**PROMPT**
Revise the lines below so that every "coordinates" becomes "positions", with nothing else altered.

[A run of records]
########
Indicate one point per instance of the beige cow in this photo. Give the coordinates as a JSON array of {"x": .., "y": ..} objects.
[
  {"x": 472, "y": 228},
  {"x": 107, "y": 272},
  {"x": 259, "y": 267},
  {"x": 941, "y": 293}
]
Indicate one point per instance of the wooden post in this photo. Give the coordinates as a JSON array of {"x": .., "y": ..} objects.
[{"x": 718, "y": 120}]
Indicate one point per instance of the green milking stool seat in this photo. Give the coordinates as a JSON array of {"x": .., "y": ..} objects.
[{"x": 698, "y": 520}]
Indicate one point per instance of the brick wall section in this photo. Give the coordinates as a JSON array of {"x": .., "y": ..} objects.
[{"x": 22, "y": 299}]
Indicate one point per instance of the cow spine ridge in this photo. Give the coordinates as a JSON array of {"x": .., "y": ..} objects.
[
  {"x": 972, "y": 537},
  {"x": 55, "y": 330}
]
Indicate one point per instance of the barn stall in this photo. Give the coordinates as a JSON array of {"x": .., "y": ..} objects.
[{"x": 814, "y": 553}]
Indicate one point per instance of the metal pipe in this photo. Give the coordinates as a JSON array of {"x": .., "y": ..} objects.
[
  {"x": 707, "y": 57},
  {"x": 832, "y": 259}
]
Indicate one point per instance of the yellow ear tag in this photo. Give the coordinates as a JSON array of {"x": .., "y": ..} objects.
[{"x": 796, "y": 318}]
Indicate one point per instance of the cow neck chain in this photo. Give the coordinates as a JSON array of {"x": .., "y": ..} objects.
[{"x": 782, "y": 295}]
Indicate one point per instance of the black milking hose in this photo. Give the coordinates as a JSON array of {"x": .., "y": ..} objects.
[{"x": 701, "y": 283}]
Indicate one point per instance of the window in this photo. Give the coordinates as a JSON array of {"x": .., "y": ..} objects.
########
**COMPLETED EXERCISE**
Indicate one point per instance of the beige cow in this photo. Give the positions as a JSON array of {"x": .., "y": ..} objects.
[
  {"x": 472, "y": 228},
  {"x": 107, "y": 272},
  {"x": 259, "y": 267},
  {"x": 941, "y": 293}
]
Indicate one point per instance of the wooden post in this photo. Give the positions as a JSON array of {"x": .., "y": ..} objects.
[{"x": 718, "y": 120}]
Indicate one point per instance of the green milking stool seat in this photo. Give the positions as a JSON array of {"x": .., "y": ..} objects.
[{"x": 698, "y": 520}]
Indicate one point per instance of the brick wall section in this photo. Give the positions as a JSON array of {"x": .., "y": ..} objects.
[{"x": 22, "y": 299}]
Indicate one point per instance of the cow spine ridge in this photo. Give the positions as a JSON array of {"x": .., "y": ..} objects.
[
  {"x": 972, "y": 537},
  {"x": 55, "y": 330}
]
Indicate one point per instance of the barn stall in this photo. Give the positions as a JSON array of {"x": .., "y": ..} objects.
[{"x": 814, "y": 553}]
Indicate one point per instance of the metal pipe in this photo. Give the positions as a JSON array of {"x": .., "y": ..} objects.
[
  {"x": 707, "y": 57},
  {"x": 832, "y": 259}
]
Indicate one point per instance of the yellow ear tag in this photo. Give the positions as a JSON array of {"x": .., "y": ..} objects.
[{"x": 796, "y": 318}]
Indicate one point per instance of the cow neck chain in this photo. Give the positions as a JSON array of {"x": .., "y": ..} objects.
[{"x": 782, "y": 295}]
Indicate one point per instance of the black milking hose in this photo. Give the positions as a JSON array of {"x": .., "y": ..} objects.
[{"x": 701, "y": 283}]
Indicate one point per instance of the window in this photo. Give the positions as a JSON array of {"x": .., "y": ..} objects.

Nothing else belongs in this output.